Content starts

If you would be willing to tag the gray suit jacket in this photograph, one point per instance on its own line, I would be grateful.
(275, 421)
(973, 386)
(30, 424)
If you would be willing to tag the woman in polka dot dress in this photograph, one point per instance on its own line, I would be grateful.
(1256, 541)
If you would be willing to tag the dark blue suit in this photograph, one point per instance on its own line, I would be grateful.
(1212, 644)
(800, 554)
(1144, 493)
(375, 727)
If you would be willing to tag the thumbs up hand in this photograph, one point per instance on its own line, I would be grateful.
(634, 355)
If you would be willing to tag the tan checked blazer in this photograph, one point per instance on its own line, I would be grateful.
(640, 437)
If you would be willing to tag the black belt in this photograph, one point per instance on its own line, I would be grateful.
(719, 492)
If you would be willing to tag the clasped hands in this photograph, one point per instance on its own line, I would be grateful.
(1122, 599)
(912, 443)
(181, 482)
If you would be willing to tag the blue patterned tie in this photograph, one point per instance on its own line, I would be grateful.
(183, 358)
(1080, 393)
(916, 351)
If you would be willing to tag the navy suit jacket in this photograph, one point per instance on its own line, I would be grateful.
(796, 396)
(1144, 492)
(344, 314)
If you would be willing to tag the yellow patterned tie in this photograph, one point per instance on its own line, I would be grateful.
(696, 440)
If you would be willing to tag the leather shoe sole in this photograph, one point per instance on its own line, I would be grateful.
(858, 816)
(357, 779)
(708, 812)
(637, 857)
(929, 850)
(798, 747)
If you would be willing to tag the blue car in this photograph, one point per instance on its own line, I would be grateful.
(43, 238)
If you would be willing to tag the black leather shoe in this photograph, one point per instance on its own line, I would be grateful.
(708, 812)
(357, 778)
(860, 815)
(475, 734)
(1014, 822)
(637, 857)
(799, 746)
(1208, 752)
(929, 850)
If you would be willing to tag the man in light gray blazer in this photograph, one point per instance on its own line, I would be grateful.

Content ends

- [The problem] Output an exact copy of the lines from the one holding "If you would be willing to tag the black leather" to the last line of the data, inclusive, and nothing beyond that range.

- [Final answer]
If you would be willing to tag the black leather shoe in this photograph, one point per instance on its own line, I would be grateful.
(708, 812)
(357, 778)
(860, 815)
(475, 734)
(1014, 822)
(637, 857)
(799, 746)
(1208, 752)
(929, 850)
If you would be willing to tag the man in light gray blazer in this photograph, one point per instance on its own line, I would be grateful.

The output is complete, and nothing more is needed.